Text section =
---*---
Dear Chef,  My favorite pasta sauce is an original created by my father. He has been doing this for several years. He calls it "Pa's Frying Pan Sauce" and it is a saucy style of Marinara. This is so easy and delicious. I was raised on this and I can't get enough of it.
Bob Chesbro
Silver Creek, NY

A). Bobby boy, you're lucky to have a father that cooks! Thanks for sending this in.
Pa's Frying Pan Sauce Recipe
1 28 oz can of tomatoes
1 lb. Italian sausage (cut in small pieces )
1 lb. hamburger (crumbled )
1 lb. of beef cubes (optional )
1 lb. button mushrooms
1 chopped sweet onion (medium size )
1 green bell pepper (cut in small pieces )
salt and pepper to taste
Italian herbs
1 1/2 lbs of Rotini Macaroni

Cut up all the ingredients into bit-sized pieces and crumble the

hamburger. Using a deep sided frying pan, brown all the ingredients systematically. Using either crushed tomatoes, cubed tomatoes, or whole tomatoes, break them up and add to the mixture. Let the tomatoes release their water so the so the sauce is sort of soupy. That's the desired consistency. Add the herbs and salt and pepper. Cook the Rotini pasta al dente. Combine the pasta and the sauce; top with your favorite grating cheese and enjoy. Total cooking time is less than an hour. Eat the pasta and sauce with a spoon.
---*---
Tasks to perform =
**1)** According to the frying pan sauce recipe, what is the total cooking time?
**2)** Please explain why the frying pan sauce recipe says to let the tomatoes release their water.
The records come from a different source than the text.

Given data =
---*---
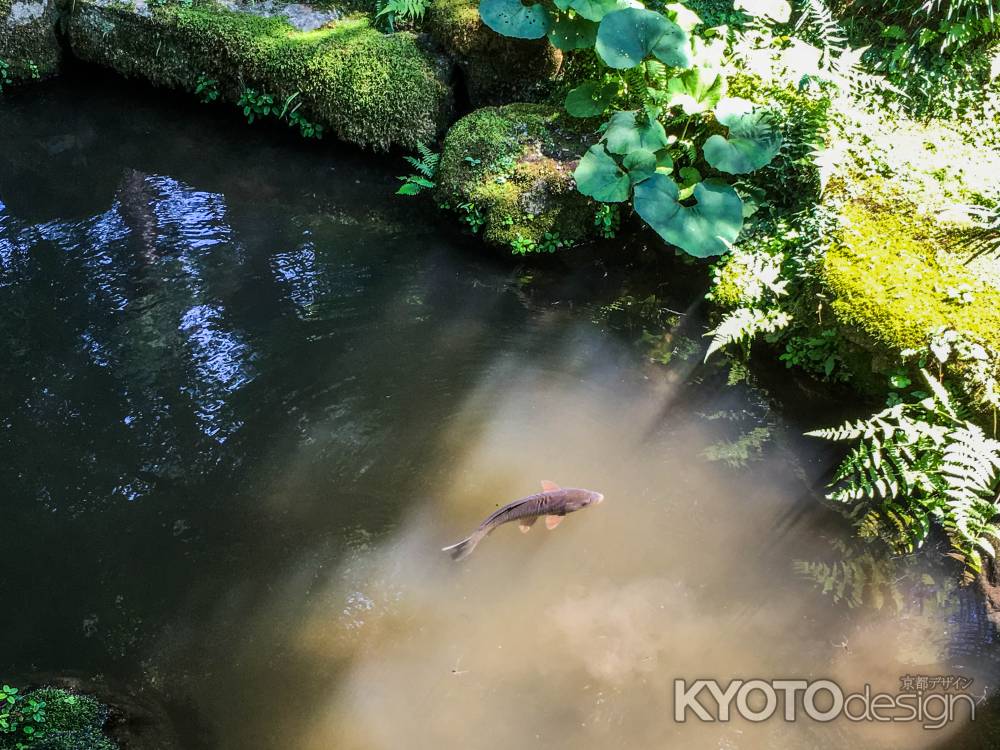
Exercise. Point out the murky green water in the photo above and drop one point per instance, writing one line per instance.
(246, 397)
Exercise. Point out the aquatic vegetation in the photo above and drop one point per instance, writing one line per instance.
(426, 165)
(658, 57)
(370, 88)
(401, 12)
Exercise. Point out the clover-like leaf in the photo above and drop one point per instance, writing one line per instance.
(696, 90)
(573, 33)
(640, 165)
(599, 176)
(753, 139)
(513, 18)
(707, 228)
(590, 98)
(626, 37)
(593, 10)
(625, 133)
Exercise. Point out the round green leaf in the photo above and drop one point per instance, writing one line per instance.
(640, 165)
(593, 10)
(626, 37)
(599, 176)
(696, 90)
(776, 10)
(707, 228)
(753, 139)
(590, 98)
(624, 134)
(573, 33)
(513, 18)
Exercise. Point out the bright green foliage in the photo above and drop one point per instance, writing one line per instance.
(752, 143)
(709, 227)
(29, 48)
(426, 165)
(372, 89)
(51, 719)
(401, 12)
(513, 166)
(627, 37)
(672, 78)
(818, 354)
(513, 18)
(206, 89)
(918, 464)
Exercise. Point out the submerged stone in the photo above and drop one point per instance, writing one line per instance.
(496, 69)
(509, 172)
(373, 89)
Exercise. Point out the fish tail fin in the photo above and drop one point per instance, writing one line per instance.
(464, 548)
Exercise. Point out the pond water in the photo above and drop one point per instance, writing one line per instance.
(247, 396)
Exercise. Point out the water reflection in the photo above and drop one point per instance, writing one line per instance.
(246, 405)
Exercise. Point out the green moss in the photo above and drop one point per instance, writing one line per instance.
(496, 69)
(514, 166)
(28, 45)
(72, 722)
(372, 89)
(886, 279)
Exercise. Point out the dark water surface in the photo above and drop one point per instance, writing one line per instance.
(247, 394)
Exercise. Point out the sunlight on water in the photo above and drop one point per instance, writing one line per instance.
(247, 404)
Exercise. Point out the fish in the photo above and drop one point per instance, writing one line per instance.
(553, 502)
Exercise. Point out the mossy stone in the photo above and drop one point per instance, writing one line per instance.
(373, 89)
(496, 69)
(514, 165)
(28, 43)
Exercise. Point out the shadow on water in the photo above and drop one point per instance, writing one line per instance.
(248, 395)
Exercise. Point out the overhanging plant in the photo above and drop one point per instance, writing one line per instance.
(670, 153)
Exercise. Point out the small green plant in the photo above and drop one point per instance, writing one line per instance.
(919, 464)
(425, 164)
(607, 220)
(256, 104)
(206, 89)
(401, 12)
(5, 79)
(472, 215)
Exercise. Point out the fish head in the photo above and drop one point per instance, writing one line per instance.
(582, 498)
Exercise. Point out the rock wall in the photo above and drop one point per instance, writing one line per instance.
(373, 89)
(29, 48)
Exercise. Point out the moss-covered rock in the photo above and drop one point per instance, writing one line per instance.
(28, 45)
(376, 90)
(510, 170)
(886, 280)
(58, 720)
(496, 69)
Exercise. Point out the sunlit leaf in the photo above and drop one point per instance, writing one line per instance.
(590, 98)
(640, 165)
(573, 33)
(707, 228)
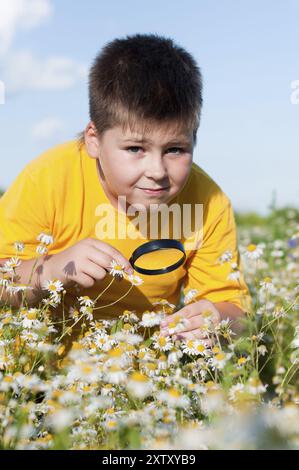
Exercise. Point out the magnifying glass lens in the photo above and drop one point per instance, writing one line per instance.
(159, 259)
(158, 256)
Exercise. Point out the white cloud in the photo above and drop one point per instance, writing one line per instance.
(24, 72)
(20, 14)
(48, 128)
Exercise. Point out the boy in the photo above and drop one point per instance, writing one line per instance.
(145, 103)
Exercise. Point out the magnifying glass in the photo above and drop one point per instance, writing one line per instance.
(158, 256)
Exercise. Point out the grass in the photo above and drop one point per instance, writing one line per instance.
(123, 387)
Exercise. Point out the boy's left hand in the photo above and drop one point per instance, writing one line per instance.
(195, 316)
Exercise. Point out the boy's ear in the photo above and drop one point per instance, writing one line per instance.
(91, 141)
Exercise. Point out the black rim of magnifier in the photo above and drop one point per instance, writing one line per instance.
(154, 246)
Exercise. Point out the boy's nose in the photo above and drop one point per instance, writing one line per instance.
(156, 168)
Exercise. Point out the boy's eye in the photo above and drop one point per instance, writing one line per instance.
(172, 148)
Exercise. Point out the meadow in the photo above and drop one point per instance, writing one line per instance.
(123, 386)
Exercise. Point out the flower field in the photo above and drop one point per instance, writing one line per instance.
(123, 386)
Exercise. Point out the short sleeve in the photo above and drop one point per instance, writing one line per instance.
(209, 268)
(23, 216)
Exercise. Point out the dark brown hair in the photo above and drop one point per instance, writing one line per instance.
(144, 79)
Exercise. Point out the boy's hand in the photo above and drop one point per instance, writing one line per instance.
(85, 263)
(195, 316)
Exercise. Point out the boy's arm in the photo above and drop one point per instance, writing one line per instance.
(32, 296)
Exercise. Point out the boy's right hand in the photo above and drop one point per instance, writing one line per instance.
(85, 263)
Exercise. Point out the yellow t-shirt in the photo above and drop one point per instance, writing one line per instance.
(59, 193)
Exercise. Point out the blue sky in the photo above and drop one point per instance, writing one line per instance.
(248, 53)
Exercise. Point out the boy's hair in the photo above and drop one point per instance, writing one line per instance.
(142, 80)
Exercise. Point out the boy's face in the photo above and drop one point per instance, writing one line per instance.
(132, 168)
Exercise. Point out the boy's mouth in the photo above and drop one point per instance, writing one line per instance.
(154, 191)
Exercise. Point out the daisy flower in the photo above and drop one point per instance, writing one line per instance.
(234, 276)
(87, 312)
(134, 279)
(174, 356)
(12, 288)
(53, 286)
(163, 343)
(173, 398)
(86, 301)
(116, 269)
(12, 263)
(115, 375)
(190, 296)
(45, 238)
(236, 391)
(226, 256)
(253, 251)
(255, 386)
(41, 250)
(150, 319)
(194, 347)
(139, 385)
(219, 360)
(267, 285)
(19, 246)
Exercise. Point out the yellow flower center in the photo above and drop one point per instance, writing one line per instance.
(219, 357)
(251, 247)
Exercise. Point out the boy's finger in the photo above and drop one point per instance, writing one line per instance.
(114, 253)
(101, 258)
---*---
Task-by-task solutions =
**1)** Less than an hour.

**2)** Letting the tomatoes release their water makes the sauce sort of soupy. The recipe says that is the desired consistency.